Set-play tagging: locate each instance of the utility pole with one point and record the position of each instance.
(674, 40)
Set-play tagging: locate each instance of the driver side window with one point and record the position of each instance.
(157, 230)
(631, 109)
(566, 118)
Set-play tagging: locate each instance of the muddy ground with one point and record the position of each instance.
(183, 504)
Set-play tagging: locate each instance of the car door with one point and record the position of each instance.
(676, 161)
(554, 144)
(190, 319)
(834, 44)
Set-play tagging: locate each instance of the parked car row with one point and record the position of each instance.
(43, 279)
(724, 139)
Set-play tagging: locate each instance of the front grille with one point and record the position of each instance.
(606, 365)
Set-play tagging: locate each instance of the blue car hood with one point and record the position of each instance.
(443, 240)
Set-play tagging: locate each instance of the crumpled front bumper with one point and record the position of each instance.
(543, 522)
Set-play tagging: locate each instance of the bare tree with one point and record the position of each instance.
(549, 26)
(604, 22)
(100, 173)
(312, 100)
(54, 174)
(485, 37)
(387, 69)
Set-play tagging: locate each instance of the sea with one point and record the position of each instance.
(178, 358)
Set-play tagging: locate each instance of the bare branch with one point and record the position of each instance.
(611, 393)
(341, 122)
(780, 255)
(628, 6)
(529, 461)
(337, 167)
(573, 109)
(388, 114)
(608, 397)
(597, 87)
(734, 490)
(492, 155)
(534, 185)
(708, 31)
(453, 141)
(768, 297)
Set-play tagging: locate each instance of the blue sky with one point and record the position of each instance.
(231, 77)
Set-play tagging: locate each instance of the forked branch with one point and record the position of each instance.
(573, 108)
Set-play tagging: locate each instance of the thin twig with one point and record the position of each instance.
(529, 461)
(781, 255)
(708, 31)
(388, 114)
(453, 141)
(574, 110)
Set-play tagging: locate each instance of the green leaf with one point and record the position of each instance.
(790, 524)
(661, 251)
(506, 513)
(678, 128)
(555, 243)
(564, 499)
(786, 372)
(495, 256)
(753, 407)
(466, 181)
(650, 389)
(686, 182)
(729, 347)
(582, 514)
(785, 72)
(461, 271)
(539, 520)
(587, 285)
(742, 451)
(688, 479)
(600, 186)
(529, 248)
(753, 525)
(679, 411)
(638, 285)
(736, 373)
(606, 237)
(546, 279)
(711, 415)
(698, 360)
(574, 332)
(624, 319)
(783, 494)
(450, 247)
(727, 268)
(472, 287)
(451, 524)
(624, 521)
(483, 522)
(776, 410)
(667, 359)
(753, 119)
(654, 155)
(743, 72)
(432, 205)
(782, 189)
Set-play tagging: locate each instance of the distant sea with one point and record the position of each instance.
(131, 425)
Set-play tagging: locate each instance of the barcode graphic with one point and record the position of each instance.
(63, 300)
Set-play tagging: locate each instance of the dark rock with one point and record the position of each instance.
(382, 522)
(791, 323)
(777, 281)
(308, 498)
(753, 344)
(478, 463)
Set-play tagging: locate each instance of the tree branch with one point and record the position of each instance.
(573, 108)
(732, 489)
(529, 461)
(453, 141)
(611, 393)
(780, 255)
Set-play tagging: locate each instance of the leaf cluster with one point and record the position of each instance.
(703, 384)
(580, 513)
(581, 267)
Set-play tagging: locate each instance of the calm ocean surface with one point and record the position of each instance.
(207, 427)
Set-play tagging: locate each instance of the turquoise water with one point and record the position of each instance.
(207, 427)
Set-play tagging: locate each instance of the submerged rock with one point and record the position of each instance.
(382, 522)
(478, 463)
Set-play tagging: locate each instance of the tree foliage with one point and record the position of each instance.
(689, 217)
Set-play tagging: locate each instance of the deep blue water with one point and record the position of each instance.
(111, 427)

□ □ □ □ □ □ □

> **What the task asks**: Could you turn the entries into a numbered list, beginning at the line that contains "Set-play tagging: locate each instance of the deep" and running through the last line of the entries, with blank lines left out?

> **Exercise response**:
1. Set-play tagging: locate each instance of the deep blue water with one point and record the position of each instance.
2. (111, 427)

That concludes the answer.